DIRECTIONS - Output the run of lines that opens with the first line of the material below and closes with the line containing "of the hibiscus", both included, and drop the pictures.

GIVEN RECORDS -
-*-*-
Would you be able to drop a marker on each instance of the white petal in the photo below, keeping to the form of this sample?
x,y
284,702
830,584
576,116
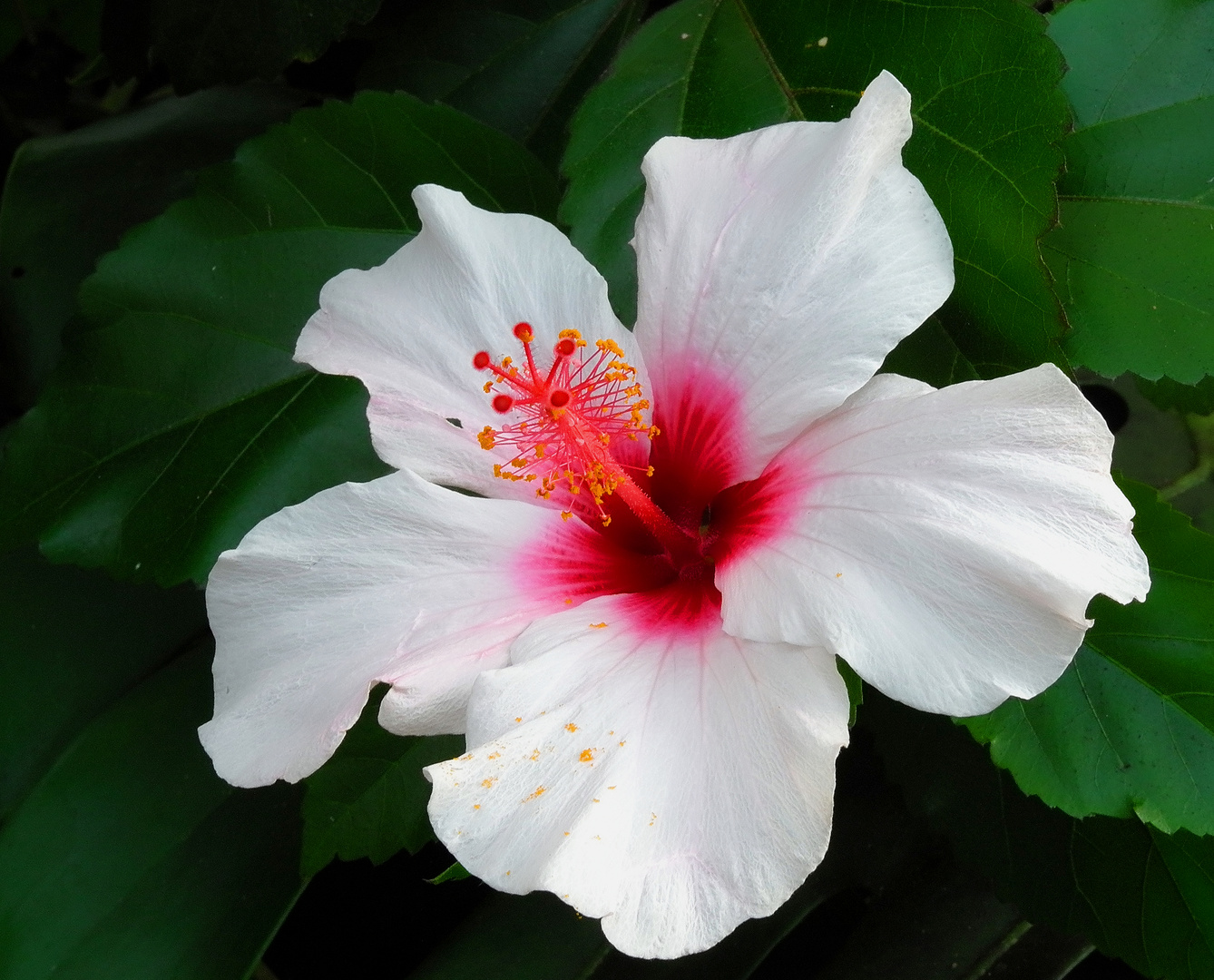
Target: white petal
x,y
778,268
396,581
945,543
410,327
671,786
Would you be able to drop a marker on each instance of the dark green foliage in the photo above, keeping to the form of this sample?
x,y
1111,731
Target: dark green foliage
x,y
369,799
68,200
1130,728
986,110
1135,241
122,853
521,65
179,418
1135,891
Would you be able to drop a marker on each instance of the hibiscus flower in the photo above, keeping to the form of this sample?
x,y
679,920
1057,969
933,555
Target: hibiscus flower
x,y
680,528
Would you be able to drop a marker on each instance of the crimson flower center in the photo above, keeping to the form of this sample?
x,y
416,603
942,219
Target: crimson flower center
x,y
566,423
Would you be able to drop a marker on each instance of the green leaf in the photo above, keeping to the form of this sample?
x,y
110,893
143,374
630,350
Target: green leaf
x,y
69,198
1135,891
855,689
931,356
521,65
986,114
518,937
78,22
1135,240
369,799
1130,728
71,642
204,43
1196,398
455,872
132,858
178,418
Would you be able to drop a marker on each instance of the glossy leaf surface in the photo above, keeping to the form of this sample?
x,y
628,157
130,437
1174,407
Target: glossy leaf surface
x,y
520,65
1130,728
986,112
179,419
69,198
215,42
71,642
122,854
1135,241
1135,891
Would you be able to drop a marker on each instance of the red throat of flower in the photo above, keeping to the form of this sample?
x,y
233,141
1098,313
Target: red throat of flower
x,y
563,422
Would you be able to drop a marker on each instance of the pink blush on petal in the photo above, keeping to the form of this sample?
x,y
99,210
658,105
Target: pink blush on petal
x,y
700,449
759,512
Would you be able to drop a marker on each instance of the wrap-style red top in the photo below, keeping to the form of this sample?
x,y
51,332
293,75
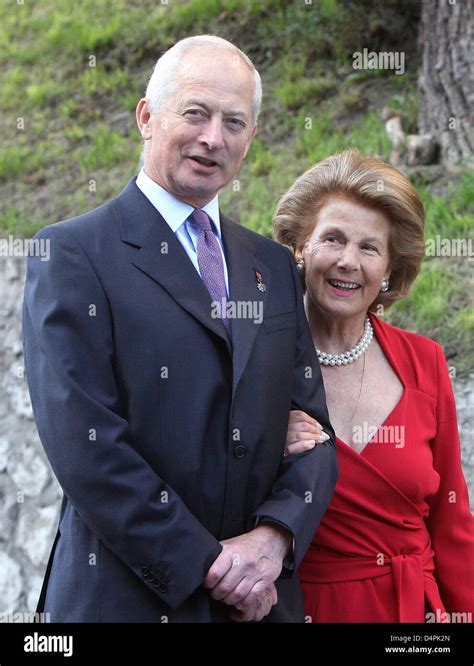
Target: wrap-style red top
x,y
397,539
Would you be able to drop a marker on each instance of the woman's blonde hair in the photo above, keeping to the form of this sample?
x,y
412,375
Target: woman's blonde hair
x,y
369,182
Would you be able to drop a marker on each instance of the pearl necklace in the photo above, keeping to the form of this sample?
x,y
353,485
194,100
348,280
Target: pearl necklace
x,y
351,355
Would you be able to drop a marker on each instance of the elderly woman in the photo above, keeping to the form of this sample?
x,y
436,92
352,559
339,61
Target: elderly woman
x,y
396,544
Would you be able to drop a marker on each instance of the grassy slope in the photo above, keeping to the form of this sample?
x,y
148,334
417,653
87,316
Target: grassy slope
x,y
79,143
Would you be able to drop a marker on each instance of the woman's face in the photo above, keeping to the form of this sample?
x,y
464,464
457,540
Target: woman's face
x,y
346,257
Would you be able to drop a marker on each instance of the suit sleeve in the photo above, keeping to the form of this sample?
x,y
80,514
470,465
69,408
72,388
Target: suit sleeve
x,y
450,521
68,348
306,480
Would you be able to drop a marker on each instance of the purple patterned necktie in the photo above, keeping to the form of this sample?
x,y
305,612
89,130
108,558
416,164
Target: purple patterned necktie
x,y
210,262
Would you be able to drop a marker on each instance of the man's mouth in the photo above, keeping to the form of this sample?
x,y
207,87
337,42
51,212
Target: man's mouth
x,y
204,161
343,284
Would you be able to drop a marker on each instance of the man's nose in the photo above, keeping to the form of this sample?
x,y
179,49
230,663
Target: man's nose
x,y
349,257
212,134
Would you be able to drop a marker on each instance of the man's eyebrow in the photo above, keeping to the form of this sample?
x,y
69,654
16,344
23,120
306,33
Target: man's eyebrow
x,y
200,102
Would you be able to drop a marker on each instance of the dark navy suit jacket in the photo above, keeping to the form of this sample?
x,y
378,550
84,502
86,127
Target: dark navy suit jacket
x,y
165,436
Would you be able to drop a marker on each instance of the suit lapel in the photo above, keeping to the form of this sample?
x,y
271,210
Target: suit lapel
x,y
242,265
162,257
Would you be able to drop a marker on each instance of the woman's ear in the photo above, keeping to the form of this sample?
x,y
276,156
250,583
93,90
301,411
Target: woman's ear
x,y
299,253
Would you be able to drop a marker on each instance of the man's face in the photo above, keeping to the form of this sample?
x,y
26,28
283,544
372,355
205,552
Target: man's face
x,y
198,139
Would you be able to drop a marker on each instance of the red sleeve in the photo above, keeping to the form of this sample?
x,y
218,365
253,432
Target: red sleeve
x,y
450,521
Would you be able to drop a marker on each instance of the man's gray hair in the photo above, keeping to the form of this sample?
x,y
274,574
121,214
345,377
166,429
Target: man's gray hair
x,y
163,81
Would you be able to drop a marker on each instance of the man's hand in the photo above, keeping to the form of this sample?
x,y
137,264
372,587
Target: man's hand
x,y
246,612
303,433
244,573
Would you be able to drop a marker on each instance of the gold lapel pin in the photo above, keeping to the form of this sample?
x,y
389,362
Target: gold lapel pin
x,y
261,286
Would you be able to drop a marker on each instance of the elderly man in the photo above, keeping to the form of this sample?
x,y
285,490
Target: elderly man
x,y
161,402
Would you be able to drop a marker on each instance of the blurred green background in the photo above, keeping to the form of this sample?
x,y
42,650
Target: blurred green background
x,y
79,144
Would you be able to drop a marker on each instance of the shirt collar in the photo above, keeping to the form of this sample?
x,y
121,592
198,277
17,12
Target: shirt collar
x,y
174,211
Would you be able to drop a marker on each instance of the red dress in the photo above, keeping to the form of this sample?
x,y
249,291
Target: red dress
x,y
398,533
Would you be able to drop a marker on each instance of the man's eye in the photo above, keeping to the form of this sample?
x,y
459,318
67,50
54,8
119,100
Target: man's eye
x,y
195,113
235,122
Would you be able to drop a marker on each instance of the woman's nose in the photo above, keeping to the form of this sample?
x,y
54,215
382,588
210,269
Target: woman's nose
x,y
349,258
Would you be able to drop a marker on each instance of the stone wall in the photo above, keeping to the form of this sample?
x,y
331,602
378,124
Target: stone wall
x,y
29,494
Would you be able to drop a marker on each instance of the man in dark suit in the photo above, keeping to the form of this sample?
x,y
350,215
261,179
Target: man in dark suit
x,y
164,347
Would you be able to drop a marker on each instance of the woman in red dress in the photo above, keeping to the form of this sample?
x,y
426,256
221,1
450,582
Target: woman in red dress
x,y
396,543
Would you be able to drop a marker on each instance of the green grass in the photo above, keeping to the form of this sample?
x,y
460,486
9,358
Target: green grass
x,y
315,104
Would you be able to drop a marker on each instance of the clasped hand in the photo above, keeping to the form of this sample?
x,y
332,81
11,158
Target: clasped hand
x,y
244,574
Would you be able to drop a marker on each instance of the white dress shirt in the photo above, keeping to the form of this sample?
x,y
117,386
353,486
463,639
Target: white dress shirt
x,y
176,214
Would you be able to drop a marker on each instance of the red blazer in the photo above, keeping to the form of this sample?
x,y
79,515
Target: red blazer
x,y
397,539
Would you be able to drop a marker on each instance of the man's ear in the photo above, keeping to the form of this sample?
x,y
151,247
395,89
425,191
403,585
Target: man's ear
x,y
143,116
251,138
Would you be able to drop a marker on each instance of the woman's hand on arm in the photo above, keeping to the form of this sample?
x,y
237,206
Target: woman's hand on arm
x,y
303,434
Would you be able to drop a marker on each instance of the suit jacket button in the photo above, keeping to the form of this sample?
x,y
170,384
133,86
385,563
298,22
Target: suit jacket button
x,y
240,451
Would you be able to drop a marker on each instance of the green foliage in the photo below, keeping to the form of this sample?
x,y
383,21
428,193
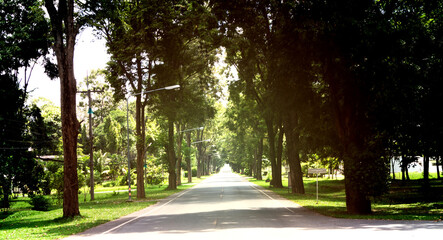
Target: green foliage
x,y
40,203
109,184
123,179
194,172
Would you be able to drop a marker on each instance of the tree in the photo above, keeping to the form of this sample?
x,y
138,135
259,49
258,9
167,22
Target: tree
x,y
23,32
65,28
250,37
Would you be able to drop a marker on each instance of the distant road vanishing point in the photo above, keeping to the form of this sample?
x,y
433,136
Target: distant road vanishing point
x,y
226,206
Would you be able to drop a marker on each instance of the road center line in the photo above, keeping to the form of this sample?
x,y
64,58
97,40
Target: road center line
x,y
146,213
281,204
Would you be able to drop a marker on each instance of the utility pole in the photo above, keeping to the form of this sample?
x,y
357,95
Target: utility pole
x,y
91,142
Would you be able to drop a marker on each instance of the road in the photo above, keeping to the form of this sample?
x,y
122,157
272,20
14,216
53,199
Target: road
x,y
226,206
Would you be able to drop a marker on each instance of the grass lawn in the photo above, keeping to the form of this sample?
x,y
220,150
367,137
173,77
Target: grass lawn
x,y
23,223
405,201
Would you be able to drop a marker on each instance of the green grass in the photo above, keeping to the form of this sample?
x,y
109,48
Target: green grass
x,y
23,223
405,202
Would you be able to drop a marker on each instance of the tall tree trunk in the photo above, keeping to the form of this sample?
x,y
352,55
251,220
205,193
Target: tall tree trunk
x,y
6,190
64,31
426,170
188,156
171,156
438,163
179,153
200,153
139,121
259,160
276,178
393,168
279,148
293,141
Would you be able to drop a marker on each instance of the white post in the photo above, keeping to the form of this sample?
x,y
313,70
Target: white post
x,y
317,188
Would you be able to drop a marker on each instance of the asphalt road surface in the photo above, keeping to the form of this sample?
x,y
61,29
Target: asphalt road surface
x,y
226,206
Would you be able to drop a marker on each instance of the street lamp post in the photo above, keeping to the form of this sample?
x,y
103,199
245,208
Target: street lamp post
x,y
127,125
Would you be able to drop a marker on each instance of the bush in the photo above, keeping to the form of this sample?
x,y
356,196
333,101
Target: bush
x,y
194,172
109,184
40,203
123,180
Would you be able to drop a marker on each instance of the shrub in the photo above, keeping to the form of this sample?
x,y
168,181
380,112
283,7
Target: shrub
x,y
194,172
109,184
40,203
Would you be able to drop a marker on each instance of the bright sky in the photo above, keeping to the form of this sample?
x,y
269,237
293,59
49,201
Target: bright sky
x,y
90,54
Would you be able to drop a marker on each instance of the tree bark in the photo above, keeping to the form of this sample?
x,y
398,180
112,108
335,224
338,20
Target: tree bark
x,y
279,148
293,142
438,163
259,160
200,153
179,154
426,170
276,178
64,31
139,121
188,156
171,156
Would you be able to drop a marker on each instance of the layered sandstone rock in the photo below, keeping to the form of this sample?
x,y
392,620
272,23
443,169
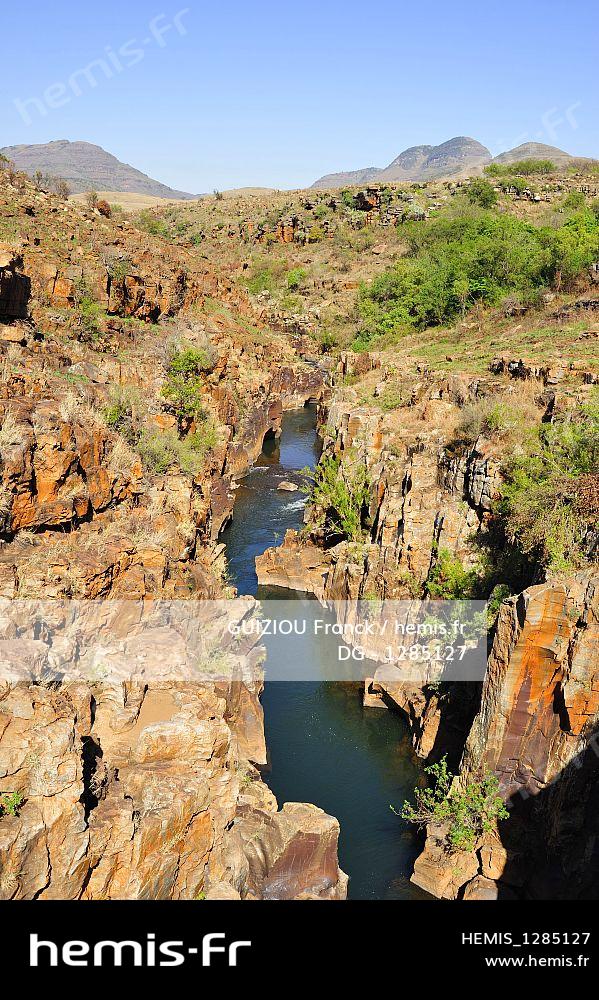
-*-*-
OUTPUT BELOW -
Would you be able to drop a marker on each instance of the white petal in the photo below, keeping to the form of this sample?
x,y
284,702
830,584
576,116
Target: white petal
x,y
778,268
396,581
945,543
410,327
671,786
Would you be able to drop a marker on each instance of the dark green foliage in the photo above, keeping to the form of this sample?
x,y
1111,731
Target: dark green foliage
x,y
369,799
68,200
1130,728
986,110
1135,241
122,853
521,65
179,418
1135,891
Would you be able to drop a marker on each instance of the hibiscus flower in the photo above, keeping to the form of this sample?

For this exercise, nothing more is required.